Schriftliche Aufgabe A: Wie viele Erwerbspersonen zählte der Schweizer Arbeitsmarkt laut dem Lesetext Anfang 2015?
Schriftliche Aufgabe B: Gib einen Abschnitt aus dem Lesetext zum Schweizer Arbeitsmarkt wortgetreu aus. Fang bei den Worten an, die „Wichtig für das“ enthalten, und hör nach „von Stellensuchenden (2016)“ auf.
Schriftliche Aufgabe C: Knüpfe an den Lesetext zum Schweizer Arbeitsmarkt an und schreib ihn von seiner letzten Stelle aus weiter.

Lesetext:
-------------------------
Eindrückliche Dynamik im Arbeitsmarkt


Wichtig für das Verständnis von Arbeitsmarktentwicklungen ist generell die Erkenntnis, dass dieser ständig in Bewegung ist. Zur Illustration: Anfang 2015 zählte der Schweizer Arbeitsmarkt knapp 5,2 Millionen Erwerbspersonen (siehe Abbildung). Im Verlauf des Jahres traten rund 300’000 Personen aus der Schweiz und 160’000 aus dem Ausland neu auf den Arbeitsmarkt, was 9 Prozent der Erwerbspersonen entspricht. Weitere 11 Prozent der Erwerbstätigen wechselten im Verlauf des Jahres 2015 ihre Stelle entweder innerhalb des gleichen Unternehmens (3%) oder zwischen Unternehmen (8%). Rund ein Fünftel der Anfang 2015 bestehenden Stellen war somit am Ende des Jahres neu besetzt.

Zu- und Abgänge von Erwerbspersonen (2015) und von Stellensuchenden (2016)
-------------------------
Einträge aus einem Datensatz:
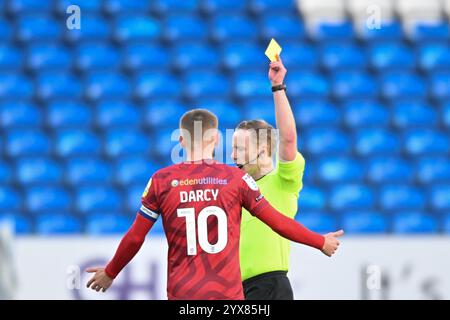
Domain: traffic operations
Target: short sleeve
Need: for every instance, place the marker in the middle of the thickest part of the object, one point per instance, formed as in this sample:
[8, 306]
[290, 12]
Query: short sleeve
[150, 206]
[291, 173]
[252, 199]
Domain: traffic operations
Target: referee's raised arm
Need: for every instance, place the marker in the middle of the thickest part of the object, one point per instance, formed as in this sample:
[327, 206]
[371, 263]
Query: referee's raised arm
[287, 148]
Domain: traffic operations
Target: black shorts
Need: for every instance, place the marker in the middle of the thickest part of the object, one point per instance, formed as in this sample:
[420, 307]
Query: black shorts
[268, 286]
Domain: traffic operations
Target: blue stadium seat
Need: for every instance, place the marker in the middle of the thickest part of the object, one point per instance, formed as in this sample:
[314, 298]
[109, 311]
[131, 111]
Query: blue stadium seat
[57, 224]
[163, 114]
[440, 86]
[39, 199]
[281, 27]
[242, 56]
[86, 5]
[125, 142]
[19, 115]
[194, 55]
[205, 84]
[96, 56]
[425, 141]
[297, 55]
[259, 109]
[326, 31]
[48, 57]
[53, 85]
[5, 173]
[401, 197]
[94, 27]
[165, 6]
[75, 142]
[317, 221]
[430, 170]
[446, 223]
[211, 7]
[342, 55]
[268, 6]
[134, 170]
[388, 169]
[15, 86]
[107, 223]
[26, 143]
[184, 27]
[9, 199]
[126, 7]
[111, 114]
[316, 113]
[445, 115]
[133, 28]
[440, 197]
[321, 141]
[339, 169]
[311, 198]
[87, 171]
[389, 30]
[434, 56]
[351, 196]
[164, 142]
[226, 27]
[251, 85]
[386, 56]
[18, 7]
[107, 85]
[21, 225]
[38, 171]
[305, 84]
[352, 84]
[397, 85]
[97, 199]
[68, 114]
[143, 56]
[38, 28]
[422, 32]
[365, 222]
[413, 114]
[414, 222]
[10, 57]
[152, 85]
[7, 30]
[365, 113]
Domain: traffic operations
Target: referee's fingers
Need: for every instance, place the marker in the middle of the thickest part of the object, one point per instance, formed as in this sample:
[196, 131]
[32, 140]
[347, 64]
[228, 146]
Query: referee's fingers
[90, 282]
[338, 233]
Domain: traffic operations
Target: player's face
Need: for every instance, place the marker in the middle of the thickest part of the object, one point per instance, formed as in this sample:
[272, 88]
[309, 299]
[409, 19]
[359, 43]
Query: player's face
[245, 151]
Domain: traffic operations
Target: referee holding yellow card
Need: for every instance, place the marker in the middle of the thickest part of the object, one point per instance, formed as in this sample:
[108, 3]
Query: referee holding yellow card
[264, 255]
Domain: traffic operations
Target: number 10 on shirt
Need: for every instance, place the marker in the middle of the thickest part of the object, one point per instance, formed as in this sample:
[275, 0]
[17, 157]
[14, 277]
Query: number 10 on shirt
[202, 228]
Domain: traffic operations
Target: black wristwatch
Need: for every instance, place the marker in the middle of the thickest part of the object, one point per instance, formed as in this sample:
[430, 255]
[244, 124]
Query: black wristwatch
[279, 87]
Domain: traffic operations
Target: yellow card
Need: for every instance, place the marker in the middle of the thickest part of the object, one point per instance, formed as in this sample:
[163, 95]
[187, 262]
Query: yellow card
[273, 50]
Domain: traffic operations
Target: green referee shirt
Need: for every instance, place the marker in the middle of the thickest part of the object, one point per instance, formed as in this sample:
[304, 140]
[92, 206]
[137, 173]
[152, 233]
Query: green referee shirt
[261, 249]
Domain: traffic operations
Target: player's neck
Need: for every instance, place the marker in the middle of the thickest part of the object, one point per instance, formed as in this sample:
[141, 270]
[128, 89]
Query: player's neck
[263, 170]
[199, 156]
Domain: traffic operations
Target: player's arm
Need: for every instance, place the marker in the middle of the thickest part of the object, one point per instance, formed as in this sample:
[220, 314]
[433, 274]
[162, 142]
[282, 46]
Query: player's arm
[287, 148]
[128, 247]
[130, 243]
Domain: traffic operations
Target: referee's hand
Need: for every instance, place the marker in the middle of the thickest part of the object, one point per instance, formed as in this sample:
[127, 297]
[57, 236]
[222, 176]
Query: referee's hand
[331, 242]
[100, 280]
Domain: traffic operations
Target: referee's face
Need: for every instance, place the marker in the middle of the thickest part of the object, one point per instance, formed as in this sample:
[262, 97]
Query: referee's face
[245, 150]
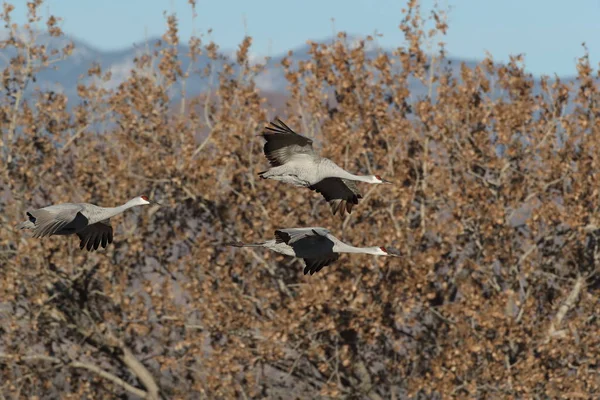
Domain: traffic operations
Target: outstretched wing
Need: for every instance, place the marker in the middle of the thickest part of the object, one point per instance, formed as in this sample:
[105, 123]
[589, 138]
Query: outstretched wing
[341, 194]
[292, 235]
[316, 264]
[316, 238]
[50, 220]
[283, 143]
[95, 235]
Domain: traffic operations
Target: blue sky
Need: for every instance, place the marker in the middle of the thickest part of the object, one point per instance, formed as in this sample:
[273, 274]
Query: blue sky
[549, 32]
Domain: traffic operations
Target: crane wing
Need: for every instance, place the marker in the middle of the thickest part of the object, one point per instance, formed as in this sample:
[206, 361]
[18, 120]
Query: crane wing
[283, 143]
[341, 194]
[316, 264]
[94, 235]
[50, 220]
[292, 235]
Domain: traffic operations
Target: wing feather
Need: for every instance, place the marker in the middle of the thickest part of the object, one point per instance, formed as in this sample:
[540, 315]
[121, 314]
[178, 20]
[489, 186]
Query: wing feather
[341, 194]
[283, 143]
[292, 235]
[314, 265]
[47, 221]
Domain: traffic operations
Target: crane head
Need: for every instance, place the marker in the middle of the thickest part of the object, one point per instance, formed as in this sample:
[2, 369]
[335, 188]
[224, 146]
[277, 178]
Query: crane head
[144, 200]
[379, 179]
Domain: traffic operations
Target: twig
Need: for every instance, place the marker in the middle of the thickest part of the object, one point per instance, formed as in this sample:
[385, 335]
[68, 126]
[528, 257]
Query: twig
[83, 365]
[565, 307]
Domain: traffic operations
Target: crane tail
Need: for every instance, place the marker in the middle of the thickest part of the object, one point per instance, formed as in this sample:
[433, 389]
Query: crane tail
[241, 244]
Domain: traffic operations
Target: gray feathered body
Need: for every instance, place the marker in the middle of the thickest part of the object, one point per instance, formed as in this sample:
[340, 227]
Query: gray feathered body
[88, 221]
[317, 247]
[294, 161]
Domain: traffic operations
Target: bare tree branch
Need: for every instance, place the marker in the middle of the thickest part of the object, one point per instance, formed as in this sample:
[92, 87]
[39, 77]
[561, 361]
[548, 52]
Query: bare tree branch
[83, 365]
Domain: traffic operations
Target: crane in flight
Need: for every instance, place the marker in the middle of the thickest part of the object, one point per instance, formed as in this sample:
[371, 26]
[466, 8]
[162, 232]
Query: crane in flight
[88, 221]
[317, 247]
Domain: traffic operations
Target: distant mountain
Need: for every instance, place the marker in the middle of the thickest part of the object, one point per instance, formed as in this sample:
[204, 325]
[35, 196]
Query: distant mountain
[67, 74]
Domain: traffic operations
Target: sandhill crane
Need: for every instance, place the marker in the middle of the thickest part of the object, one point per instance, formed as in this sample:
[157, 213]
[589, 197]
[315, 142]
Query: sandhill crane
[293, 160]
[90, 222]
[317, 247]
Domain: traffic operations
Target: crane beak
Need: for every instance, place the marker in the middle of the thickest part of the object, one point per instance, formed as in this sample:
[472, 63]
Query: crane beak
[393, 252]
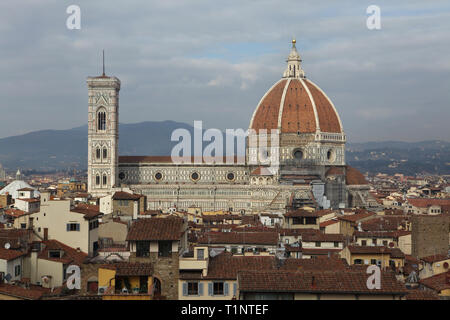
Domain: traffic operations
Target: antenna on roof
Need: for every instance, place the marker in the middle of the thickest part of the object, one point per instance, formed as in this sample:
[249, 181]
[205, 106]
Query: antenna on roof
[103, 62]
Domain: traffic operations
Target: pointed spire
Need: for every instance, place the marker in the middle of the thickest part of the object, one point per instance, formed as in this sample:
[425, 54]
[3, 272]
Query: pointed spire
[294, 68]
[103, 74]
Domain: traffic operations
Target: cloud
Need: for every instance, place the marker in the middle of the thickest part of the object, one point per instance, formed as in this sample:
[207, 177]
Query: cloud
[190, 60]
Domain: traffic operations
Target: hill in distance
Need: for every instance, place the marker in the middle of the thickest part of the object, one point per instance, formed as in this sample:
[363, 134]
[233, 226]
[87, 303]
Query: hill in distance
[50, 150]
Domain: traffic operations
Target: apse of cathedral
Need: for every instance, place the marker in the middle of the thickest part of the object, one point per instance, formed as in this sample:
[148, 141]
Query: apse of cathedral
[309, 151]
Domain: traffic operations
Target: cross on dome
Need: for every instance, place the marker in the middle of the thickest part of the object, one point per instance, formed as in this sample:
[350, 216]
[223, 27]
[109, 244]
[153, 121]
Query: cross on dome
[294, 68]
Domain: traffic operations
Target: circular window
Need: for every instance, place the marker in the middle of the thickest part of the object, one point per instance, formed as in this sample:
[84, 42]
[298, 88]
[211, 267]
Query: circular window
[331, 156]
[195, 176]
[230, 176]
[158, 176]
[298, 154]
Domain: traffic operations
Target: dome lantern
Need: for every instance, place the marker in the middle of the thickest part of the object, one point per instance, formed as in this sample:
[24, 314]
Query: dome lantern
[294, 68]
-------------------------
Ergebnis A: Knapp 5,2 Millionen Erwerbspersonen.

Ergebnis B:
Wichtig für das Verständnis von Arbeitsmarktentwicklungen ist generell die Erkenntnis, dass dieser ständig in Bewegung ist. Zur Illustration: Anfang 2015 zählte der Schweizer Arbeitsmarkt knapp 5,2 Millionen Erwerbspersonen (siehe Abbildung). Im Verlauf des Jahres traten rund 300’000 Personen aus der Schweiz und 160’000 aus dem Ausland neu auf den Arbeitsmarkt, was 9 Prozent der Erwerbspersonen entspricht. Weitere 11 Prozent der Erwerbstätigen wechselten im Verlauf des Jahres 2015 ihre Stelle entweder innerhalb des gleichen Unternehmens (3%) oder zwischen Unternehmen (8%). Rund ein Fünftel der Anfang 2015 bestehenden Stellen war somit am Ende des Jahres neu besetzt.

Zu- und Abgänge von Erwerbspersonen (2015) und von Stellensuchenden (2016)

Ergebnis C:
Anmerkung: Die Zahlen sind auf 1000 gerundet. Erwerbspersonen: Erwerbstätige und Erwerbslose gemäss ILO. Stellensuchende: alle Personen, die beim RAV zur Stellensuche gemeldet sind.

Eine besonders hervorzuhebende Dynamik zeigt sich bei den Personen, die bei den Regionalen Arbeitsvermittlungszentren (RAV) zur Stellensuche gemeldet waren. Zwischen Anfang und Ende 2016 änderte sich der Bestand an Stellensuchenden scheinbar nur marginal von 220’000 auf 223’000. Tatsächlich waren aber grosse Umwälzungen zu verzeichnen. So meldeten sich im Verlauf des Jahres rund 323’000 Personen neu bei den RAV zur Stellensuche, während sich fast ebenso viele – nämlich 320’000 – wieder abmeldeten. Lediglich 60’000 der Stellensuchenden von Anfang 2016 waren das ganze Jahr 2016 bei den RAV eingeschrieben.

Ein Blick auf die Monatszahlen unterstreicht diese Dynamik: Während 2016 jeweils Ende Monat durchschnittlich 211’000 Personen als stellensuchend gemeldet waren, zeigt der Jahresverlauf, dass tatsächlich mehr als doppelt so viele Personen (453’000) mindestens in einem Monat bei einem RAV eingeschrieben waren.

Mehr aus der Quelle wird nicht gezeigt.